To do:
Pick out and copy each line of the rows below that contains the string "roof". Match case.

[Point-based annotation rows]

* START *

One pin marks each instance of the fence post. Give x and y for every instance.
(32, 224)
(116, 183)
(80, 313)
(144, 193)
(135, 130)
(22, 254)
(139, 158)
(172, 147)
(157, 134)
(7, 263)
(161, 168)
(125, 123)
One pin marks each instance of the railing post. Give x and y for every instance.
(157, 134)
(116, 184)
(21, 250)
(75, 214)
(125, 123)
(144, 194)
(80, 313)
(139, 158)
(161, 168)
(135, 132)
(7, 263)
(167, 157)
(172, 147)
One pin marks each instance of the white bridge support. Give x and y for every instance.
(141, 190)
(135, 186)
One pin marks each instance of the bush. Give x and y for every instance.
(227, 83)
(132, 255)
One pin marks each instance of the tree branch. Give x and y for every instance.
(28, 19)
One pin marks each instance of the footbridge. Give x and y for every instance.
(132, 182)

* END *
* START *

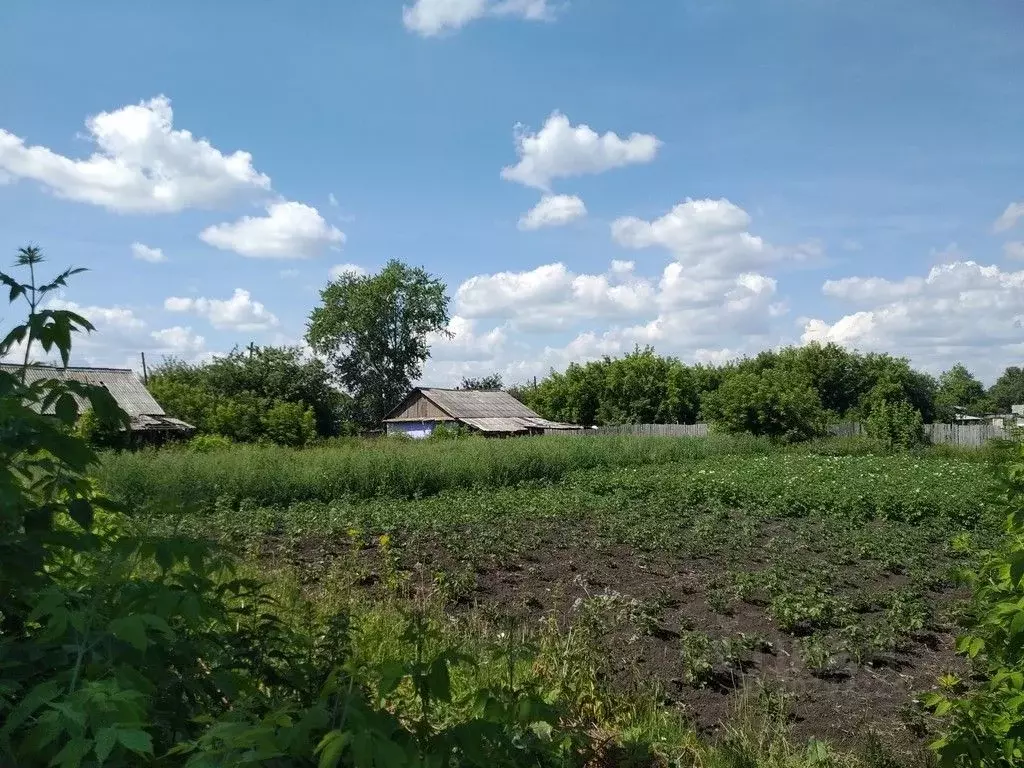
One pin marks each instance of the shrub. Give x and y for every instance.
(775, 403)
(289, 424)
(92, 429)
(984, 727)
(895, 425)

* END *
* START *

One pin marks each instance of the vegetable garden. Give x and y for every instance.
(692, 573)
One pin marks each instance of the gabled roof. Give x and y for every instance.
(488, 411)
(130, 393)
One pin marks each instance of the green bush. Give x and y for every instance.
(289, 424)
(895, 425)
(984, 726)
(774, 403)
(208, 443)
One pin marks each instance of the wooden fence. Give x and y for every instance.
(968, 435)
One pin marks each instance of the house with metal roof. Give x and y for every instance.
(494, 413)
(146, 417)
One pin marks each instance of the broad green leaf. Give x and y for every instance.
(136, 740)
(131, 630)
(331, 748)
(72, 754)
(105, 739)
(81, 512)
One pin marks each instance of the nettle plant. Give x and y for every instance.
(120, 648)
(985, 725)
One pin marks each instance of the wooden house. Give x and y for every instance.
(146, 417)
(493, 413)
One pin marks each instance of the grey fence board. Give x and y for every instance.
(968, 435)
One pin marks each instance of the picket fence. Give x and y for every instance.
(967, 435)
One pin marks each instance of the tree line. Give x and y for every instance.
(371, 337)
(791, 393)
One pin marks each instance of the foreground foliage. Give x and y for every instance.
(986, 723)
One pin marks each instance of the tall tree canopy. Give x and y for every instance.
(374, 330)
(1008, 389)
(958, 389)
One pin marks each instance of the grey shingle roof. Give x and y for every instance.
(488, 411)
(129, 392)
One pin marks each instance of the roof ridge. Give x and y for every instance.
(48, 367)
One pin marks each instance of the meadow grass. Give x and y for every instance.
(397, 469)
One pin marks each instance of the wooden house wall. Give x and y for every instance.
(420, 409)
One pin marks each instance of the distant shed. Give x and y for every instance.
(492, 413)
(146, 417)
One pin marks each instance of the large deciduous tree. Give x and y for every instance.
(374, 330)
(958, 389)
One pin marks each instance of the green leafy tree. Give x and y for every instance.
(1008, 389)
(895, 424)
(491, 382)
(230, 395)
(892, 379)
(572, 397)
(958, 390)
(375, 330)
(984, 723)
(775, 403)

* END *

Written response:
One pin marks each instance of the gabled roof. Give x and y for every instance.
One pin marks each instance of the house with metal roof. Give x and y for every instance.
One pin marks each instance of the grey shingle roof. Give x and y for every instance.
One pin marks each instance of the roof ridge. Give x and y for every instance.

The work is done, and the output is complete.